» **TASK SET**
A. Quote the passage of the Lakers Live 05 ratings thread that opens with the words containing "Kobe with a" and closes with "as the Lakers.", reproducing it word for word.
B. How many lines of the listing contain the string "green"? Reply with the number alone.

# Lakers Live 05 ratings look messed up



## Damian Necronamous (Jun 10, 2002)

LINK 

Kobe with a 94, that's good. However, then they have Lamar with a 73.:no: The worst is the fact that Devean George (66) is rated higher than Caron Butler (61).

I hope those ratings aren't final. Lamar should be in the high 70s - low 80s, George should be a 60 and Caron should be a 66-68.

Clearly, this shows that the offseason has gotten very boring. I'm a big Live fan, though, and I can't wait for the game to come out so I can play as the Lakers.


----------



## Dark Praetor (Mar 20, 2004)

Most of the ratings are weird anyway.

Duncan - *89*. What can I say, this better not be final. There's no way that Paul Pierce is as good as Tim Duncan.

Kidd, Marbury *85*, but Pierce *89* and Davis *88*? 

I guess Tmac, Kobe and KG are okay. (They're 94, 94 and 97 respectively), but these ratings better be fixed.


----------



## Bartholomew Hunt (Mar 4, 2003)

Those are horrendous! I am a Lakers fan, but know way Tim Duncan gets that low of a rating. In my opinion, Lamar is better than Paul Pierce. they better fix this.


----------



## Tersk (Apr 9, 2004)

Its BETA, they arent finished doing the ratings. The ratings are practically the last thing they do so look for them to be changed around alot


----------



## Cris (Jun 18, 2003)

Marco Jaric.... 60
Caron Butler.... 61


----------



## Tersk (Apr 9, 2004)

Brad Miller - 72
CWebb - 77
ZBO - 71
Shareef - 73
D Stoudemire 68
JJ - 64
QRich - 69
Aaron Mckie starting atPG for philly
Franchise 85
Nash 75
Rodney Rodgers 67
KG 97
Duncan 89?
Lamar Odom 73
Caron Butler 61
Devean George 66
Bender starting at PF for the Pacers and JO at center
Jeff Foster not even top 8 player for Pacers
Jon Barry on Denver
Josh Howard67
Marquis Daniels 60
Scottie Pippen 65
Paul Pierce 89
Antoine Walker 80


----------



## mediocre man (Feb 24, 2004)

lol ZBO at 71


----------



## Hibachi! (Sep 18, 2003)

» **LISTED ENTRIES**
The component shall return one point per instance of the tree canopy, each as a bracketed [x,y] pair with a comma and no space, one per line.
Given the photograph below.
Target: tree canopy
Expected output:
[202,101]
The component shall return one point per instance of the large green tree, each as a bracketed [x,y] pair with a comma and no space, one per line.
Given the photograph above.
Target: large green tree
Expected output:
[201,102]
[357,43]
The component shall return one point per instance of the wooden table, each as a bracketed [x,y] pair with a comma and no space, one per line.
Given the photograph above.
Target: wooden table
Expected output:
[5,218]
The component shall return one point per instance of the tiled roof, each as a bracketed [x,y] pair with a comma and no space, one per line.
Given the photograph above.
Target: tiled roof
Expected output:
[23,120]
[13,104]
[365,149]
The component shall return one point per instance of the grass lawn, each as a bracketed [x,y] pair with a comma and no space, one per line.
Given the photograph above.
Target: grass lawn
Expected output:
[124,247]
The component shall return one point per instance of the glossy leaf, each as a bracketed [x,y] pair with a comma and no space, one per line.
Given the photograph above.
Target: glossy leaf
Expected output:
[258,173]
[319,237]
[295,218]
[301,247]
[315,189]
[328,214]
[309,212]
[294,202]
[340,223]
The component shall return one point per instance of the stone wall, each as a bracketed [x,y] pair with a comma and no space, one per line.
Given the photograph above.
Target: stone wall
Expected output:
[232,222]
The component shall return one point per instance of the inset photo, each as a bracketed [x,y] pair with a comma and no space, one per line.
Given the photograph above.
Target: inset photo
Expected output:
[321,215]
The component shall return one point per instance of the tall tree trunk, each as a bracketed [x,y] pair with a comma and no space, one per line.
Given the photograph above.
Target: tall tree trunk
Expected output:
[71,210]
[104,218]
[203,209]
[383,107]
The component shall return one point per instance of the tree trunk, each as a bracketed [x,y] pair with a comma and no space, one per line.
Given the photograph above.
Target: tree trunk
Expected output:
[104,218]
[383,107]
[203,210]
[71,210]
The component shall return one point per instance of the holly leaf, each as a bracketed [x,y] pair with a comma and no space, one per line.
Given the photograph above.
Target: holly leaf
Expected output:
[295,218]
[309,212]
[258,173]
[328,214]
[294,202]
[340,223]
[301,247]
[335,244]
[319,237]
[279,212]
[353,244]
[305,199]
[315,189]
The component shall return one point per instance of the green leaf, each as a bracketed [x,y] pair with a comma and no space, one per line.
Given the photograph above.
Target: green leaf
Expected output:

» **SOLUTION SET**
A.
Kobe with a 94, that's good. However, then they have Lamar with a 73.:no: The worst is the fact that Devean George (66) is rated higher than Caron Butler (61).

I hope those ratings aren't final. Lamar should be in the high 70s - low 80s, George should be a 60 and Caron should be a 66-68.

Clearly, this shows that the offseason has gotten very boring. I'm a big Live fan, though, and I can't wait for the game to come out so I can play as the Lakers.

B. 4